> SELECTED PASSAGE:
Start of Block

[slurm-users] GPU / cgroup challenges

Wed May 2 09:11:46 MDT 2018

This came up around 12/17, I think, and as I recall the fixes were added to
the src repo then; however, they weren't added to any fo the 17.releases.

On Wed, May 2, 2018 at 6:04 AM, R. Paul Wiegand <rpwiegand at gmail.com> wrote:

> I dug into the logs on both the slurmctld side and the slurmd side.
> For the record, I have debug2 set for both and
> DebugFlags=CPU_BIND,Gres.
>
> I cannot see much that is terribly relevant in the logs.  There's a
> known parameter error reported with the memory cgroup specifications,
> but I don't think that is germane.
>
> When I set "--gres=gpu:1", the slurmd log does have encouraging lines such
> as:
>
> [2018-05-02T08:47:04.916] [203.0] debug:  Allowing access to device
> /dev/nvidia0 for job
> [2018-05-02T08:47:04.916] [203.0] debug:  Not allowing access to
> device /dev/nvidia1 for job
>
> However, I can still "see" both devices from nvidia-smi, and I can
> still access both if I manually unset CUDA_VISIBLE_DEVICES.

End of Block

Stored dataset items:
Start of Block

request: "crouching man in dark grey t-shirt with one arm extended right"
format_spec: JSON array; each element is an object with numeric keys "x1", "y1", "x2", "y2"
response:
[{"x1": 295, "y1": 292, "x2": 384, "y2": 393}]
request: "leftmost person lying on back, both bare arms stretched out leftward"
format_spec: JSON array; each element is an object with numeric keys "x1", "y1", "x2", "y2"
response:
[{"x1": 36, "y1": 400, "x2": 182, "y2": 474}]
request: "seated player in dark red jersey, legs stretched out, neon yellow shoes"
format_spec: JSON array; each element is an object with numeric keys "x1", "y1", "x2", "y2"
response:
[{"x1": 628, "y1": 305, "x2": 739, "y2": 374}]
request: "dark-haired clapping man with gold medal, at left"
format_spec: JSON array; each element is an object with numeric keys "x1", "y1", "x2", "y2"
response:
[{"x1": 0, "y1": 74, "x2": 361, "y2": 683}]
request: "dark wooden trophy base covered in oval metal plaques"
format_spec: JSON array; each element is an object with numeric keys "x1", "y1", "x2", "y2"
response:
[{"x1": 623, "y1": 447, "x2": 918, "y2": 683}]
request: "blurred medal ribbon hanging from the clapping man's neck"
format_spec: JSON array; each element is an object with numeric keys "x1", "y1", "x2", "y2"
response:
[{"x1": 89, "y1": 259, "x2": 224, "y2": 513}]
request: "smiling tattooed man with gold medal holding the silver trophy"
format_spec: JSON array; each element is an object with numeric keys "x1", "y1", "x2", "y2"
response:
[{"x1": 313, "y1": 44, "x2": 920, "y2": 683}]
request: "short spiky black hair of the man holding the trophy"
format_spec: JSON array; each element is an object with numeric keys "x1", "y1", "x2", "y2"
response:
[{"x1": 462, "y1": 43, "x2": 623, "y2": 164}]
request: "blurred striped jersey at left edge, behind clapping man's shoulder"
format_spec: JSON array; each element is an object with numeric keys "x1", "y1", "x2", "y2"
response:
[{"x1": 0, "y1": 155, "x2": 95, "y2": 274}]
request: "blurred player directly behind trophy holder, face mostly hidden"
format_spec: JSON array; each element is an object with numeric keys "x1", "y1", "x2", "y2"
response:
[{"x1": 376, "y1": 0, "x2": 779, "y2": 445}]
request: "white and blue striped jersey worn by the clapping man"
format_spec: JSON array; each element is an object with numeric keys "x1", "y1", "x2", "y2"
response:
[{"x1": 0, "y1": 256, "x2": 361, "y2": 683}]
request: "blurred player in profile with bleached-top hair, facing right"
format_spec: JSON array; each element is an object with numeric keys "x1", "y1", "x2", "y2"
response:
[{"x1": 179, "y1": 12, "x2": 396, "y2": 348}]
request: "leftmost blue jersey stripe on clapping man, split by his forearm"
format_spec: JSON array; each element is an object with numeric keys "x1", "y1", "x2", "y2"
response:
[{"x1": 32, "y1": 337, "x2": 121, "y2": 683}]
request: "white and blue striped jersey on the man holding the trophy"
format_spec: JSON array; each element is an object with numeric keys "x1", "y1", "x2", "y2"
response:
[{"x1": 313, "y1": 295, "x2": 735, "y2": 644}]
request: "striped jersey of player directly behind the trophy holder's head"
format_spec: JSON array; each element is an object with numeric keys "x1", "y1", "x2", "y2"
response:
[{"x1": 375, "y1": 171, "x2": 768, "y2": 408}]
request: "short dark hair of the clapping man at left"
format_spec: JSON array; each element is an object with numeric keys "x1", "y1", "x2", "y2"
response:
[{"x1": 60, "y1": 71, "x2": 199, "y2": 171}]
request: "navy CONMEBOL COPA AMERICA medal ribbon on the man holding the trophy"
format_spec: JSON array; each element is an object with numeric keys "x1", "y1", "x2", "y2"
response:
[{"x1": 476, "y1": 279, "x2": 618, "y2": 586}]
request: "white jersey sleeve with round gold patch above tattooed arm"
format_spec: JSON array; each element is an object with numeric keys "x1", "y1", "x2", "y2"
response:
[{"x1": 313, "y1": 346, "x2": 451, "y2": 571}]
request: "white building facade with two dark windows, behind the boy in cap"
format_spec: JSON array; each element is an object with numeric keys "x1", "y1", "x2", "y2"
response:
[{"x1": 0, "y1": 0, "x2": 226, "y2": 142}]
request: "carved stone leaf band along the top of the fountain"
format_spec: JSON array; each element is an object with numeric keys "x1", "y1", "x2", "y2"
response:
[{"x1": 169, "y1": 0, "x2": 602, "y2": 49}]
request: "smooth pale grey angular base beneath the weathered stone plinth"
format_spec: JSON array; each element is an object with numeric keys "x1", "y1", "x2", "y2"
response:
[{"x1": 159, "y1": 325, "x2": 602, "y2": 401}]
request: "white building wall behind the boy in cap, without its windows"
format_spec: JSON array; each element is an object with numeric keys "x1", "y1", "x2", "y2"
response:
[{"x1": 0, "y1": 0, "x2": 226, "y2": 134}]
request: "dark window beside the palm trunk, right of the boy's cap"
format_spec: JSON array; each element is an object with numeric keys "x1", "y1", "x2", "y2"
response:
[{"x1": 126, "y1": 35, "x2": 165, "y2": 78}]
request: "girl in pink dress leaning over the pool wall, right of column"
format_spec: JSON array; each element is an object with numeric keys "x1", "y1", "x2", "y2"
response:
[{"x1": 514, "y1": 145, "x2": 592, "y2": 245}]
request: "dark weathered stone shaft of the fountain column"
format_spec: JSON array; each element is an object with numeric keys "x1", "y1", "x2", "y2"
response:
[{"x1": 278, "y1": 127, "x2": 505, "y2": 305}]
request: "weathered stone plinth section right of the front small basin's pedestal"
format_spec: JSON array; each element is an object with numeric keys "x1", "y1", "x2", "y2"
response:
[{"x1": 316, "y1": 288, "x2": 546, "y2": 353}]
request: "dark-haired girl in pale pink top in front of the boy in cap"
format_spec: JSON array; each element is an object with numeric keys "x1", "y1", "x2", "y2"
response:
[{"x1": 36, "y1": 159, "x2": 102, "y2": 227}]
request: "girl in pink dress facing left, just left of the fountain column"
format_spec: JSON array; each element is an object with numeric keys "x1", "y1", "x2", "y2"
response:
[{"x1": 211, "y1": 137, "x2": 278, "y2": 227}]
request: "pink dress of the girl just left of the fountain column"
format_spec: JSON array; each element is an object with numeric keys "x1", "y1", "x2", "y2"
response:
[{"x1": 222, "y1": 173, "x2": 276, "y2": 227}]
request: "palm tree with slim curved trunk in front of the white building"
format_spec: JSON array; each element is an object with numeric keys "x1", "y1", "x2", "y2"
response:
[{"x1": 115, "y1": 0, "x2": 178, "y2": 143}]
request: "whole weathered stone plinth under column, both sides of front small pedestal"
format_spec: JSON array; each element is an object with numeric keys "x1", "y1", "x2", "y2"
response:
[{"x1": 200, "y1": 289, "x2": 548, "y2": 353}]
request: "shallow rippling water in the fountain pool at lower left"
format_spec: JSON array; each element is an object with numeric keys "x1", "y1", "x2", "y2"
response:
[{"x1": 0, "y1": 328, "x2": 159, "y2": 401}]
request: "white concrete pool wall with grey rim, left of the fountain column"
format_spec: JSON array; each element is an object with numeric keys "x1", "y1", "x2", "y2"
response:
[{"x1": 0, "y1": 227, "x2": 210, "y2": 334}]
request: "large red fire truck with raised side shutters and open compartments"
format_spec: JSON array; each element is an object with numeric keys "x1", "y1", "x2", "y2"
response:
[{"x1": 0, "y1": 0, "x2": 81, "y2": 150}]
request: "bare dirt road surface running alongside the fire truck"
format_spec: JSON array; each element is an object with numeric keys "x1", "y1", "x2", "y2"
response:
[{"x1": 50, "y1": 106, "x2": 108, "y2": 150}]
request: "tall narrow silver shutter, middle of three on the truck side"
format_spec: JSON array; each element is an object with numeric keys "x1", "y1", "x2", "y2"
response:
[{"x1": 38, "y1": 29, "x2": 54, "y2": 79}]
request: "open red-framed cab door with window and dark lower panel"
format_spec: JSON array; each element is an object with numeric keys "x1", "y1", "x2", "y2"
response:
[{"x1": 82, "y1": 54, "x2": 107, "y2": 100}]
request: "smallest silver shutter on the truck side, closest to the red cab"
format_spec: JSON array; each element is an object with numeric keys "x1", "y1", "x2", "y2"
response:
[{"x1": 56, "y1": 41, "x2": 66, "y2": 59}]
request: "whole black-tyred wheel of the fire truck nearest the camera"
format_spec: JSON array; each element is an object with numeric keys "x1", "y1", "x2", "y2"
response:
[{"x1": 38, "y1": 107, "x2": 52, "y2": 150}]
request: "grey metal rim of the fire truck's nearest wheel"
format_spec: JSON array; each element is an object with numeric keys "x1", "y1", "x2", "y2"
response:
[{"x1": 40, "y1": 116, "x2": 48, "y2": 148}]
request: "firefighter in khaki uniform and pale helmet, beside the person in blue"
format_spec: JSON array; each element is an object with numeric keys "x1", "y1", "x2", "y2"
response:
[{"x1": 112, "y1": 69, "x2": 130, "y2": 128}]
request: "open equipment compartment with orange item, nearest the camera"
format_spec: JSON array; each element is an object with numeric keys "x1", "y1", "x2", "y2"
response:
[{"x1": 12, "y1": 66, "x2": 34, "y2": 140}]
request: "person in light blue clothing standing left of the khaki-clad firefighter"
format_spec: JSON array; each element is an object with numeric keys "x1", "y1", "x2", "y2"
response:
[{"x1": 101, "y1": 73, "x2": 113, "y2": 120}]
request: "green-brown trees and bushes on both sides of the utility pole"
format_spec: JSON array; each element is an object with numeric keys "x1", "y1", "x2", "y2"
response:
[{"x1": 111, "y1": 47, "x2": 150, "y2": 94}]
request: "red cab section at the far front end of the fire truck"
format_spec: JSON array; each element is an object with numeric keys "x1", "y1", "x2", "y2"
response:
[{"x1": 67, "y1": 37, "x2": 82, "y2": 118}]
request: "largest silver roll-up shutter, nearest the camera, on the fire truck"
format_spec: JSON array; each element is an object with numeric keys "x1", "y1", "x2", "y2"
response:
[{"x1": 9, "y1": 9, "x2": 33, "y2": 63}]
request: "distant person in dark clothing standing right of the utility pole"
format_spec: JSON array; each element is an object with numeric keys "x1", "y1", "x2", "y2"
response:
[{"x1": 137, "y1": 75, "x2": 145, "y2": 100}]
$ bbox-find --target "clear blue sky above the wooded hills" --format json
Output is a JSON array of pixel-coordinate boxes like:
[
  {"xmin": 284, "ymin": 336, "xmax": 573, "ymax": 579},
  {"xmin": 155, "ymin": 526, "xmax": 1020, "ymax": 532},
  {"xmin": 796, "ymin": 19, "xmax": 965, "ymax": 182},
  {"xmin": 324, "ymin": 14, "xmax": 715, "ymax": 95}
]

End of Block

> REQUIRED TASKS:
A) Edit the GPU and cgroup thread, starting with "This came up" and going on through "that is germane.", and replace "logs" with "log files".
B) In the GPU and cgroup thread, what DebugFlags setting does Wiegand report using?
C) List every program or daemon that the GPU and cgroup thread names.

> ANSWERS:
A)
This came up around 12/17, I think, and as I recall the fixes were added to
the src repo then; however, they weren't added to any fo the 17.releases.

On Wed, May 2, 2018 at 6:04 AM, R. Paul Wiegand <rpwiegand at gmail.com> wrote:

> I dug into the log files on both the slurmctld side and the slurmd side.
> For the record, I have debug2 set for both and
> DebugFlags=CPU_BIND,Gres.
>
> I cannot see much that is terribly relevant in the log files.  There's a
> known parameter error reported with the memory cgroup specifications,
> but I don't think that is germane.

B) DebugFlags=CPU_BIND,Gres

C) slurmctld, slurmd, nvidia-smi